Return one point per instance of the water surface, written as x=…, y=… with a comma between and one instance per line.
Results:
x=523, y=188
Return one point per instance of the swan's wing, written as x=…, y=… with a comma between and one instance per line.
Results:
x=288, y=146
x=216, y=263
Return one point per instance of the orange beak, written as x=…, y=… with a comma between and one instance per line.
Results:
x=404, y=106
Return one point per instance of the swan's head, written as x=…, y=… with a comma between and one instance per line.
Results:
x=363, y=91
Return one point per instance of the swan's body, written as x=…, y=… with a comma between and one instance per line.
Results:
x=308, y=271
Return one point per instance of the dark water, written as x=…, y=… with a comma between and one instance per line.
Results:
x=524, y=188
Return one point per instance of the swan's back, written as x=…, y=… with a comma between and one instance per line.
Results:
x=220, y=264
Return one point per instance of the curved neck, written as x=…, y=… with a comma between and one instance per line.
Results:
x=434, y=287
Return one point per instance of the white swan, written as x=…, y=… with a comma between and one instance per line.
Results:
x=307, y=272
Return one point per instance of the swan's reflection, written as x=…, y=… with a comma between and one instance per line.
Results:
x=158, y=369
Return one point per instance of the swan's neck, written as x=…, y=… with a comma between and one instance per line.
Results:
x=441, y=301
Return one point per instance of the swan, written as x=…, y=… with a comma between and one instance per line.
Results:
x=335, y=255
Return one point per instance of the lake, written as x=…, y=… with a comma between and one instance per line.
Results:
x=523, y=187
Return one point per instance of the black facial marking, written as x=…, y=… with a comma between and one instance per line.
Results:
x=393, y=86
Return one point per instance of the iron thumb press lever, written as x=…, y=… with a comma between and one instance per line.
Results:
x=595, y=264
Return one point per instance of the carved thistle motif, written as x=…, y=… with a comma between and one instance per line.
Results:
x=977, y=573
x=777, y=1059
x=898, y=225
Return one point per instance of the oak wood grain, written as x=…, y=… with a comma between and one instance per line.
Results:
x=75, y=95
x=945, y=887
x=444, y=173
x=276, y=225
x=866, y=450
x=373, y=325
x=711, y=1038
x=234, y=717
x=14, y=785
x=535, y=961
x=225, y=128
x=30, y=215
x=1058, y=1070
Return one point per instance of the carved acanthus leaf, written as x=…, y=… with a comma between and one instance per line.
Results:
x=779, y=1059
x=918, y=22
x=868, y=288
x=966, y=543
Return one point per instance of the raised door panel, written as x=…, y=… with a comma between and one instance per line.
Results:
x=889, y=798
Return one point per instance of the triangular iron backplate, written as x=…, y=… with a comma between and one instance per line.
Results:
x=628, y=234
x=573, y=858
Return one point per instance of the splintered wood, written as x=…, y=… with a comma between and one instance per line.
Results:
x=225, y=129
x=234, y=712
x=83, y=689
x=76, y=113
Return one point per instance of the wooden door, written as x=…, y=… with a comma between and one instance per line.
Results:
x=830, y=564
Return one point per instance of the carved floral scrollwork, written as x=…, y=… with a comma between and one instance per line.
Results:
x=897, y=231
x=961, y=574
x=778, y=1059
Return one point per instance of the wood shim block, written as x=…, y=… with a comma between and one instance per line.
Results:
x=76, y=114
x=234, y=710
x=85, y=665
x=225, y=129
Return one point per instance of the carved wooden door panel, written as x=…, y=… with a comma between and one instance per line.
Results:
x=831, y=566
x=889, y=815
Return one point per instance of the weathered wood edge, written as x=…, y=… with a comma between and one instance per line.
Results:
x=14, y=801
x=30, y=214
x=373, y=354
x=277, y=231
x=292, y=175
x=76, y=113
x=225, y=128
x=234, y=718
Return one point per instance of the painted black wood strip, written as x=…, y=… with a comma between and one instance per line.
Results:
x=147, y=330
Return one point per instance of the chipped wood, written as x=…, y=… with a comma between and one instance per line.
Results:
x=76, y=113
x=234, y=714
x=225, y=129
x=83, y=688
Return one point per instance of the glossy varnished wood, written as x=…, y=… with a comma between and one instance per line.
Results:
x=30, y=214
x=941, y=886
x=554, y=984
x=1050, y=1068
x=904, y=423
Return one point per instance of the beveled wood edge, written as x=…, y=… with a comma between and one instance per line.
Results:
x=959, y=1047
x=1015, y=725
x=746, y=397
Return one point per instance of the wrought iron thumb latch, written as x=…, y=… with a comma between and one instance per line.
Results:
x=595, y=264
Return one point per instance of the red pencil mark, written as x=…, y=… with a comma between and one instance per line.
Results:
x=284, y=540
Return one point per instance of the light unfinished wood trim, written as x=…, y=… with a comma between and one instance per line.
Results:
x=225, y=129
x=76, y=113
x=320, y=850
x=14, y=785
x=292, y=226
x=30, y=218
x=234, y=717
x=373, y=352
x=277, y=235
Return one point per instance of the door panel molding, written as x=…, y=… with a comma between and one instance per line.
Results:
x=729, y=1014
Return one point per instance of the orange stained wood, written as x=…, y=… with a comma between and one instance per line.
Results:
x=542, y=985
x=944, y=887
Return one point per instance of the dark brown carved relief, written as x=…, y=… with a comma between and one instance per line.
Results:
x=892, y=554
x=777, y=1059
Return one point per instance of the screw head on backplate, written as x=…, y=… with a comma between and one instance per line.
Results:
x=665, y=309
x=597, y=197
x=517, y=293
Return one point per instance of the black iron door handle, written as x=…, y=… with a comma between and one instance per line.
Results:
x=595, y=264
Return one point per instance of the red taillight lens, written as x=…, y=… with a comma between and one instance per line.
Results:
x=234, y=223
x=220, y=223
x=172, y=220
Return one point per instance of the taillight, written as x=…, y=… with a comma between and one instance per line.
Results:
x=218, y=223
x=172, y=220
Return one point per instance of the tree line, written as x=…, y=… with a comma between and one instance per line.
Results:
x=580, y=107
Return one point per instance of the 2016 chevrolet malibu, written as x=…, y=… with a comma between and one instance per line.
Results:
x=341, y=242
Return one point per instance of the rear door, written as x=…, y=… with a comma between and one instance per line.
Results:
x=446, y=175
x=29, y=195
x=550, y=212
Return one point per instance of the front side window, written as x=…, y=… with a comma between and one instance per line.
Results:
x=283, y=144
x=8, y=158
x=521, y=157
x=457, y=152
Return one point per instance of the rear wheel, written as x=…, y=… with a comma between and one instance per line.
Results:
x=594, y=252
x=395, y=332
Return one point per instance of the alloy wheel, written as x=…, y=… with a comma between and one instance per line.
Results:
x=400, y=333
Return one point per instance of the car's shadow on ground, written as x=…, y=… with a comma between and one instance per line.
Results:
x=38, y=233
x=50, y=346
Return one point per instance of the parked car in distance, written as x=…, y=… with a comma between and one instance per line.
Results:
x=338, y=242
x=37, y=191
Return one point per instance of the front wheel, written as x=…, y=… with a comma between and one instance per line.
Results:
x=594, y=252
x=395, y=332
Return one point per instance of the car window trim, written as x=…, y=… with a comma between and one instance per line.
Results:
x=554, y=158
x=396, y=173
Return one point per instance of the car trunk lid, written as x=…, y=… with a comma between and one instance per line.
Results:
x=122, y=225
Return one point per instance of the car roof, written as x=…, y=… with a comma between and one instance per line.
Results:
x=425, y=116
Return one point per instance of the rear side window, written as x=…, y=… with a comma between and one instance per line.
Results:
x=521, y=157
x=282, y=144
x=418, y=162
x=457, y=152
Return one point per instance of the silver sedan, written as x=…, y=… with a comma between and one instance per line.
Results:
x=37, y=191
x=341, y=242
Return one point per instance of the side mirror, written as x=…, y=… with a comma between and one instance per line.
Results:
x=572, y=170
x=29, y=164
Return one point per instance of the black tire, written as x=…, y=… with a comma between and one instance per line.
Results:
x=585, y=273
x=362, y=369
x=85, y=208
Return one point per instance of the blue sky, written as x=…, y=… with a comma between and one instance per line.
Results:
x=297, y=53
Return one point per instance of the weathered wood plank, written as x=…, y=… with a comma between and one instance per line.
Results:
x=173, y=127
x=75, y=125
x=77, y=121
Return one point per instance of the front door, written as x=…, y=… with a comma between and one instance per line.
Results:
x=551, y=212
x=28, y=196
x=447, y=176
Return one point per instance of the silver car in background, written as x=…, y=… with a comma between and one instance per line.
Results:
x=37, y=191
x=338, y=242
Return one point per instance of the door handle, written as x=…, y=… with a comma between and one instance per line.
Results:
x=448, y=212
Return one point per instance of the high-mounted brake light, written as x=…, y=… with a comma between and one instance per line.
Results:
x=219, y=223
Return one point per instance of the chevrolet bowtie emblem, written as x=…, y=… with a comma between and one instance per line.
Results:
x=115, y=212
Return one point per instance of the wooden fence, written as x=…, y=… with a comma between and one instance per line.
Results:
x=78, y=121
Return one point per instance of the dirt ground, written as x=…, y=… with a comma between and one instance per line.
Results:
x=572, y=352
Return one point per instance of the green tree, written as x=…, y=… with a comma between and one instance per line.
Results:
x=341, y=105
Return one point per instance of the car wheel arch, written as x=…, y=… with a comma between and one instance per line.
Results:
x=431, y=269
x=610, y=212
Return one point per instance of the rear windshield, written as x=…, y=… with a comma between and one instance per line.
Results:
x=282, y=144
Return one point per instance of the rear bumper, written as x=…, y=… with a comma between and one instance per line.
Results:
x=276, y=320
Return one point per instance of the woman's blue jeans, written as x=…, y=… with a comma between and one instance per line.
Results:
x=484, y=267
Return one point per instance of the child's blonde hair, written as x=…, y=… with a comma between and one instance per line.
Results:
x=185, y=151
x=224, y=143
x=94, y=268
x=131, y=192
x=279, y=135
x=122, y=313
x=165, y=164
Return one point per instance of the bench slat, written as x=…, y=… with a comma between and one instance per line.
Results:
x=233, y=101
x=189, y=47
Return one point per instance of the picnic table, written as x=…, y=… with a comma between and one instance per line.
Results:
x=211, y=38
____
> _Work to complete_
The answer is the line with "Return one point per instance of the picnic" plus every line after it to the last line of the entries above, copied exactly and with no other lines.

> _Response to this task_
Return one point per instance of the picnic table, written as x=…, y=… with a comma between and one instance per line.
Results:
x=211, y=38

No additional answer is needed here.